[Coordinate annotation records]
════════════════

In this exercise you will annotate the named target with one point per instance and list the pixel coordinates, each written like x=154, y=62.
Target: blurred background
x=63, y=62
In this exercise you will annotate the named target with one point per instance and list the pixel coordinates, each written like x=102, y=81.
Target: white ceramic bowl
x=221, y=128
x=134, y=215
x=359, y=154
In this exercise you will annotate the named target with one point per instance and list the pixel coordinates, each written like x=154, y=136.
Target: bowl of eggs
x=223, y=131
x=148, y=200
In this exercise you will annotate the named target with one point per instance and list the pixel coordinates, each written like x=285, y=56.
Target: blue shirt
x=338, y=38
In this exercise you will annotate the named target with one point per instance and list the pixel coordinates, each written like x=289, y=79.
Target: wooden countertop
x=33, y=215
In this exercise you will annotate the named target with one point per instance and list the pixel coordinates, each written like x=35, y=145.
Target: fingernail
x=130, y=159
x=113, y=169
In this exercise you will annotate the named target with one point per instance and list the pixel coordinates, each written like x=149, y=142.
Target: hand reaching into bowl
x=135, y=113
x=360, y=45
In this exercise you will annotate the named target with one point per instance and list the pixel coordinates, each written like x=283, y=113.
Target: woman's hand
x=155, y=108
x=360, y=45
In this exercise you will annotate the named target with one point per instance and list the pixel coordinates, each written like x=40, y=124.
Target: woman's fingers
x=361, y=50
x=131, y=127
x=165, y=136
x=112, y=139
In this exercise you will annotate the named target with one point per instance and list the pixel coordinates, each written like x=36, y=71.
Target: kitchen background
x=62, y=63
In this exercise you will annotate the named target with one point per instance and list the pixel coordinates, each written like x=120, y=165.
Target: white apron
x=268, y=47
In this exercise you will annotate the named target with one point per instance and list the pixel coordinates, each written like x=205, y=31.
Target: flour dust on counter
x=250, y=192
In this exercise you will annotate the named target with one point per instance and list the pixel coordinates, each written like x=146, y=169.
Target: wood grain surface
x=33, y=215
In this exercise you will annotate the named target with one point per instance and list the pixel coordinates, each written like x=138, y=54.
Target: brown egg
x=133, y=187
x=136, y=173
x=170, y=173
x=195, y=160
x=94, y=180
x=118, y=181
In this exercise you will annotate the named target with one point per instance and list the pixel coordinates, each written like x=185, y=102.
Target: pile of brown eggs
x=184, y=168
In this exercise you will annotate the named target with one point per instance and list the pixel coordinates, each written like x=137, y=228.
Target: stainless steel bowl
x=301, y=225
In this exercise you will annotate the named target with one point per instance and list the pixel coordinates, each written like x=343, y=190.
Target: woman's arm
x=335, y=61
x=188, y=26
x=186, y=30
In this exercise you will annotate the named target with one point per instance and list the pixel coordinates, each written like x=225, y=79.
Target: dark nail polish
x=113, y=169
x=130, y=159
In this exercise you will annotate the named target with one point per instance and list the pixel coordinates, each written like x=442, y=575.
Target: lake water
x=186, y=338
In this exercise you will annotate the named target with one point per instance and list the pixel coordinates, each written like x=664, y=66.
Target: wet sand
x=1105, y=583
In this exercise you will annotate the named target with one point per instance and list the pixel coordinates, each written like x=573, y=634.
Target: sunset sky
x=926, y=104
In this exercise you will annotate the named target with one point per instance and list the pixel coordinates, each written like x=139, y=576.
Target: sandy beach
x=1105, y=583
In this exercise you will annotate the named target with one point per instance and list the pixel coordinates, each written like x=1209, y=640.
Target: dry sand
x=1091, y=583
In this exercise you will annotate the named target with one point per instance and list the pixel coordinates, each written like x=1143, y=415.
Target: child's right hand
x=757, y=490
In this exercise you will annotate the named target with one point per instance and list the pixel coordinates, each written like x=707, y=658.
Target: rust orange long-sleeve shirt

════════════════

_Stated task_
Change every "annotate" in the records to "mark", and reproduce the records with everything else left the same.

_Solution to the problem_
In this exercise you will mark the named target with one point per instance and list the pixel coordinates, each written like x=154, y=62.
Target: blurred background
x=63, y=62
In this exercise you will mark the named target with one point per instance and list the pixel coordinates, each written like x=102, y=81.
Target: white ceramic bowl
x=221, y=128
x=134, y=215
x=359, y=154
In this exercise you will mark the named target with one point per instance and list the pixel coordinates, each written like x=154, y=136.
Target: bowl of eggs
x=223, y=131
x=148, y=200
In this exercise you will mark the named target with one point per instance and list the pixel coordinates, each written like x=285, y=56.
Target: blue shirt
x=338, y=38
In this exercise you will mark the named target with one point per instance and list the pixel coordinates, each written like x=289, y=79.
Target: wooden countertop
x=33, y=215
In this exercise you will mark the named target with one point per instance and list the pixel coordinates, each written like x=35, y=145.
Target: fingernail
x=130, y=159
x=113, y=169
In this exercise you will mark the named target with one point per instance and list the pixel coordinates, each written like x=149, y=142.
Target: hand reaching into bowl
x=135, y=113
x=360, y=45
In this exercise you will mark the named target with one point per instance and list the pixel coordinates, each written like x=283, y=113.
Target: woman's hand
x=155, y=108
x=360, y=45
In this exercise you will mark the named target with one point per instance and list the pixel coordinates, each written like x=40, y=124.
Target: woman's fingers
x=361, y=50
x=131, y=127
x=165, y=136
x=112, y=139
In this exercise you will mark the named target with one point per instance and list the pixel coordinates, each written like x=36, y=71.
Target: kitchen background
x=62, y=63
In this exercise you will mark the named target with one point per instance and list the pixel coordinates, each written like x=120, y=165.
Target: white apron
x=268, y=47
In this exercise you will mark the named target with one point per instance and list the pixel coordinates, each written like x=205, y=31.
Target: flour dust on counter
x=250, y=192
In this exercise you will mark the named target with one point per instance and list the pixel coordinates, each written like x=146, y=169.
Target: wood grain surface
x=33, y=215
In this exercise you will mark the named target with one point per instance and list the pixel coordinates, each written like x=138, y=54.
Target: brown egg
x=133, y=187
x=136, y=173
x=170, y=173
x=195, y=160
x=94, y=180
x=118, y=181
In this exercise you will mark the named target with one point per instance and list the pixel coordinates, each written like x=185, y=102.
Target: pile of brown eggs
x=184, y=168
In this exercise you will mark the named target with one point per instance and list the pixel coordinates, each written like x=137, y=228.
Target: stainless steel bowl
x=301, y=225
In this exercise you will mark the named target with one point per instance and list the pixel coordinates, each written like x=343, y=190.
Target: woman's arm
x=335, y=61
x=188, y=26
x=186, y=30
In this exercise you will mark the named target with one point per instance and list the pixel coordinates, each written like x=225, y=79.
Target: dark nail polish
x=113, y=169
x=130, y=159
In this exercise you will mark the named target with one point per instance and list the pixel coordinates, each written like x=442, y=575.
Target: lake water
x=186, y=338
In this exercise you will mark the named target with one point per instance and list the pixel coordinates, each written like x=664, y=66.
Target: wet sand
x=1105, y=583
In this exercise you will mark the named target with one point per instance and list the pixel coordinates, each written like x=573, y=634.
Target: sunset sky
x=926, y=104
In this exercise you will mark the named target with one point per instance and list the pixel coordinates, each written like x=139, y=576.
Target: sandy beach
x=1105, y=583
In this exercise you will mark the named target with one point per instance and list the pixel coordinates, each written like x=1209, y=640.
Target: dry sand
x=1091, y=583
In this exercise you will mark the named target with one point per instance and list the pixel coordinates, each written like x=1143, y=415.
Target: child's right hand
x=757, y=490
In this exercise you will mark the named target with one point per instance and list the pixel coordinates, each written like x=707, y=658.
Target: rust orange long-sleeve shirt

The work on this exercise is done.